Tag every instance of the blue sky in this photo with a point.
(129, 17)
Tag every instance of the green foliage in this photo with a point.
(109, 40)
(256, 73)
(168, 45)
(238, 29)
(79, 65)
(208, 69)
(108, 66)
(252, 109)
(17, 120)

YOUR TASK
Reproduce all of the data above line for line, with no changes.

RESPONSE
Tag every instance of the blue sky in this photo with a point.
(129, 17)
Tag every instance of the green foliage in this photo with a point.
(109, 40)
(256, 73)
(168, 45)
(238, 29)
(79, 65)
(208, 69)
(108, 66)
(252, 109)
(17, 120)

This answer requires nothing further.